Problem details — Please recast the records below as a Markdown table with two columns, Row and Line, giving each line a number and skipping blank lines. Leave the pictures out of the table.

[Annotated coordinate records]
+++
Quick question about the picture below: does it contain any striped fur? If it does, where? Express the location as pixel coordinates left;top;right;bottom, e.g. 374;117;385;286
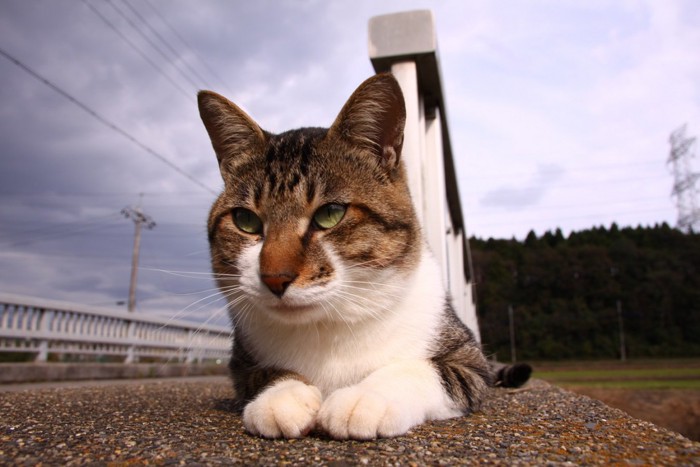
199;74;520;439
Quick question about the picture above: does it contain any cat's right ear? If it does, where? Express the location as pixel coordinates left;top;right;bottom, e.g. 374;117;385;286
197;91;265;169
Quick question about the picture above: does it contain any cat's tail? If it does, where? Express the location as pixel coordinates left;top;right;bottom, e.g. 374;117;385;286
493;363;532;388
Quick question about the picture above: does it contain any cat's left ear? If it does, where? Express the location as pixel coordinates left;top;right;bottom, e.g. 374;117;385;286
329;73;406;169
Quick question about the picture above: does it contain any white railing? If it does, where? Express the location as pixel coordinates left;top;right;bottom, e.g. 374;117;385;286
369;10;479;338
0;293;231;363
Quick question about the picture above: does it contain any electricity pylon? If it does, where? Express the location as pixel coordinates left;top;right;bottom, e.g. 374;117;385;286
122;194;156;311
667;125;700;232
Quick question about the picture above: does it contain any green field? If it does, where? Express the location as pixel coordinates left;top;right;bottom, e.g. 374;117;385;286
533;360;700;390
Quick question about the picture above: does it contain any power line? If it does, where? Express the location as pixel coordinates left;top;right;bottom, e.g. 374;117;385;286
143;0;234;94
106;0;199;90
122;0;211;89
0;48;218;195
83;0;194;102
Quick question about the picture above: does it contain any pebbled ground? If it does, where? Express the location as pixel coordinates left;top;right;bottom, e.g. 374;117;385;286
0;377;700;466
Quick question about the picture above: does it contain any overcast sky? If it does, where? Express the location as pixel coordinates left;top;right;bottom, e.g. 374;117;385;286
0;0;700;317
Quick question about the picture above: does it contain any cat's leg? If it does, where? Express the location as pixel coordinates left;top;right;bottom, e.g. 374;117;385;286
318;360;486;439
243;377;321;438
229;336;321;438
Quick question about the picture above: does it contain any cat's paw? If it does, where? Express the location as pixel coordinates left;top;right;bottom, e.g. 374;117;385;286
243;379;321;438
318;386;412;439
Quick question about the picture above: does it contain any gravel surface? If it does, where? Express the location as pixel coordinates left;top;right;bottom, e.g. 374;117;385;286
0;377;700;465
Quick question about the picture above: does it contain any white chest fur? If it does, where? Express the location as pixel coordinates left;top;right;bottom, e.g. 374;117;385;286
239;250;444;395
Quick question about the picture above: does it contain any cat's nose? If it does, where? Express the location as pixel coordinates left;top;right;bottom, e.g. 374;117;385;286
260;273;297;298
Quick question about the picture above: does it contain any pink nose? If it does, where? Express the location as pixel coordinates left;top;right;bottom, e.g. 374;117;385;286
260;273;297;298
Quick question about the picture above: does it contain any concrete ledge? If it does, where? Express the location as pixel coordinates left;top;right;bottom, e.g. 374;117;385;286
0;377;700;465
0;363;228;384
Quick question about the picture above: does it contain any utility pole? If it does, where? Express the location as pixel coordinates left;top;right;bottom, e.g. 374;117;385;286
617;300;627;362
508;305;517;363
122;193;156;311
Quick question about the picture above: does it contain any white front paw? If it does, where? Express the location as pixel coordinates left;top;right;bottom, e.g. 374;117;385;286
243;379;321;438
318;386;412;439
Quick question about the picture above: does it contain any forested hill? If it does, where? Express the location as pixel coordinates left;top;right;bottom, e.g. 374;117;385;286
470;224;700;361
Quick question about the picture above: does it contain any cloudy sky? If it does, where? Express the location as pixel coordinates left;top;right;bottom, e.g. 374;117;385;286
0;0;700;318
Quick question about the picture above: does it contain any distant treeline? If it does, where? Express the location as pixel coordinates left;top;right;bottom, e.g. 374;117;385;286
470;223;700;361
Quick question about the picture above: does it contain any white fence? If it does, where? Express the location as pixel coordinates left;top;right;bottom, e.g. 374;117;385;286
369;10;479;338
0;293;231;363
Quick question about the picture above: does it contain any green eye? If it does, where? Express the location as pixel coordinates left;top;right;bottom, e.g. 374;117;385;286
314;203;345;230
232;208;262;235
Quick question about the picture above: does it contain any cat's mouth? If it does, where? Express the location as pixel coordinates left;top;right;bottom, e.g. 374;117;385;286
271;301;316;314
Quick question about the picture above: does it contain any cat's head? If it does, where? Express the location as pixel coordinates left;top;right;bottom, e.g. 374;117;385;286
199;74;421;323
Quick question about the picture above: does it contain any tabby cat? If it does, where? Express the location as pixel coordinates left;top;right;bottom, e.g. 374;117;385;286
+++
Solution —
| Row | Line |
|---|---|
| 1 | Quick question about the picture below: does it contain any striped fur? If it does, where? Express the location as pixel coordinates left;top;right;bottom, e.g. 374;117;385;286 |
| 2 | 199;74;520;439 |
| 3 | Quick question about the picture above: does it contain any cat's right ear? If it does, where? Express the location as pixel coordinates left;top;right;bottom, e.g. 374;117;385;286 |
| 4 | 197;91;265;169 |
| 5 | Quick question about the picture above: does it contain any cat's tail? If it does, where? Express the location as pixel coordinates left;top;right;bottom, e.g. 374;117;385;286 |
| 6 | 493;363;532;388 |
| 7 | Quick question about the picture above: does it contain any cat's left ear? If it does, where? Express the location as pixel coordinates left;top;right;bottom, e.g. 374;117;385;286 |
| 8 | 329;73;406;169 |
| 9 | Quick question about the picture above: does it contain any white railing? If it does, where? Express the location as pixel coordinates left;top;right;bottom, e.g. 374;117;385;286 |
| 10 | 369;10;479;338 |
| 11 | 0;293;231;363 |
| 12 | Quick question about the picture above: does it contain any electricity pylon? If it does, where? Express the location as pixel coordinates left;top;right;bottom, e.g. 374;117;385;286 |
| 13 | 122;194;156;311 |
| 14 | 667;125;700;232 |
| 15 | Quick question about the picture above: does it contain any green field? If it does, where? Express the location as pixel coordinates left;top;right;bottom, e.g. 374;117;385;286 |
| 16 | 533;360;700;390 |
| 17 | Quick question about the picture above: does it contain any power line? If it does, where? Express the location as pixel coordinates left;top;right;bottom, e.g. 374;117;385;286 |
| 18 | 143;0;234;94 |
| 19 | 106;0;199;90 |
| 20 | 122;0;211;89 |
| 21 | 0;48;218;195 |
| 22 | 83;0;194;102 |
| 23 | Quick question about the picture above: does it contain any pebbled ground? If it does, where? Express the location as pixel coordinates left;top;right;bottom, e.g. 374;117;385;286 |
| 24 | 0;377;700;466 |
| 25 | Quick question about the picture above: does it contain any overcast sky? If it does, where? Express the location as pixel coordinates left;top;right;bottom, e.g. 374;117;385;286 |
| 26 | 0;0;700;317 |
| 27 | Quick question about the picture above: does it contain any cat's leg? If it does, where? Express the location as pixel coordinates left;top;right;bottom, e.g. 374;117;385;286 |
| 28 | 318;360;486;439 |
| 29 | 243;377;321;438 |
| 30 | 229;336;321;438 |
| 31 | Quick question about the picture above: does it contain any cat's paw? If it does, where? Express the location as pixel coordinates left;top;right;bottom, e.g. 374;117;385;286 |
| 32 | 243;379;321;438 |
| 33 | 318;386;412;439 |
| 34 | Quick question about the picture above: does it contain any gravel surface? If it does, where? Express the location as pixel coordinates left;top;right;bottom, e.g. 374;117;385;286 |
| 35 | 0;377;700;465 |
| 36 | Quick question about the picture above: does it contain any white chest fur? If it does, where? Express the location as pixel coordinates left;top;right;bottom, e.g. 374;117;385;286 |
| 37 | 239;250;444;395 |
| 38 | Quick question about the picture above: does it contain any cat's nose? If it does, where? Express the location as pixel coordinates left;top;right;bottom, e.g. 374;117;385;286 |
| 39 | 260;273;297;298 |
| 40 | Quick question about the picture above: does it contain any pink nose? If it does, where? Express the location as pixel coordinates left;top;right;bottom, e.g. 374;117;385;286 |
| 41 | 260;273;297;298 |
| 42 | Quick question about the picture above: does it contain any concrete ledge? If it does, where? Express the location as pixel coordinates left;top;right;bottom, e.g. 374;117;385;286 |
| 43 | 0;377;700;465 |
| 44 | 0;363;228;384 |
| 45 | Quick question about the picture above: does it contain any utility pole? If it does, where? Express the location as pixel coordinates left;top;right;bottom, e.g. 374;117;385;286 |
| 46 | 617;300;627;362 |
| 47 | 508;305;517;363 |
| 48 | 122;193;156;311 |
| 49 | Quick question about the picture above: does it contain any white front paw? If it does, where? Express the location as pixel coordinates left;top;right;bottom, e.g. 374;117;385;286 |
| 50 | 243;379;321;438 |
| 51 | 318;386;412;439 |
| 52 | Quick question about the picture above: does it contain any forested hill? If it does, where? Express the location as pixel coordinates left;top;right;bottom, e.g. 374;117;385;286 |
| 53 | 470;224;700;361 |
| 54 | Quick question about the picture above: does it contain any cloudy sky? If it does, where? Express the location as pixel coordinates left;top;right;bottom, e.g. 374;117;385;286 |
| 55 | 0;0;700;318 |
| 56 | Quick question about the picture above: does it contain any distant treeline? If it does, where? Express the location as pixel coordinates left;top;right;bottom, e.g. 374;117;385;286 |
| 57 | 470;223;700;361 |
| 58 | Quick question about the picture above: does it contain any white fence? If it does, where? Express the location as pixel coordinates left;top;right;bottom, e.g. 374;117;385;286 |
| 59 | 369;10;479;338 |
| 60 | 0;293;231;363 |
| 61 | Quick question about the picture above: does it contain any green eye? If it does, where? Express the location as pixel coordinates left;top;right;bottom, e.g. 374;117;385;286 |
| 62 | 314;203;345;230 |
| 63 | 232;208;262;235 |
| 64 | Quick question about the picture above: does it contain any cat's mouth? If it does, where? Express the location as pixel coordinates left;top;right;bottom, e.g. 374;117;385;286 |
| 65 | 271;301;316;314 |
| 66 | Quick question about the picture above: does it contain any cat's head? If it does, where? Express the location as pixel coordinates left;top;right;bottom, e.g. 374;117;385;286 |
| 67 | 199;74;421;323 |
| 68 | Quick question about the picture above: does it contain any tabby cat? If it does, where? Express the location as pixel coordinates left;top;right;bottom, e.g. 374;117;385;286 |